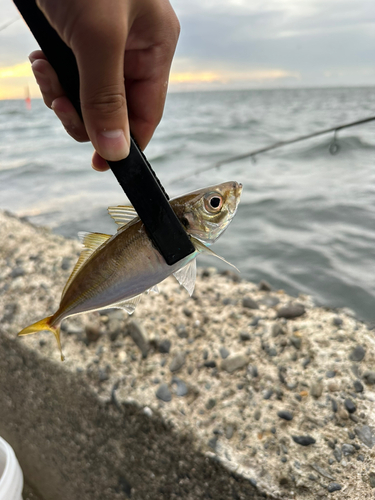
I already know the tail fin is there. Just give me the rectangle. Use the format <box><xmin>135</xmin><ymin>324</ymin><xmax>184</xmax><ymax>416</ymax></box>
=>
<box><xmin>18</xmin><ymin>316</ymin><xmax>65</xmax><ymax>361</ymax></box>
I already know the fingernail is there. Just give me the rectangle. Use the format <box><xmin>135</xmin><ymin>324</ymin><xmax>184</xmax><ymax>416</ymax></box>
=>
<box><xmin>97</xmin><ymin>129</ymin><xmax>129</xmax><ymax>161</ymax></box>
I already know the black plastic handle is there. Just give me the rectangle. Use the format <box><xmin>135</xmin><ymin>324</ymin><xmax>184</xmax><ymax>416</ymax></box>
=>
══════════════════════════════
_Problem_. Give back the lines above exactly, from the one with "I already know the fingernail" through the last line.

_The output_.
I already know the fingernail is there. Just give me the rectangle. Use the format <box><xmin>135</xmin><ymin>324</ymin><xmax>184</xmax><ymax>416</ymax></box>
=>
<box><xmin>97</xmin><ymin>129</ymin><xmax>129</xmax><ymax>161</ymax></box>
I already know the black plastic handle is there. Just give me the rectangle. Use the format <box><xmin>135</xmin><ymin>324</ymin><xmax>184</xmax><ymax>416</ymax></box>
=>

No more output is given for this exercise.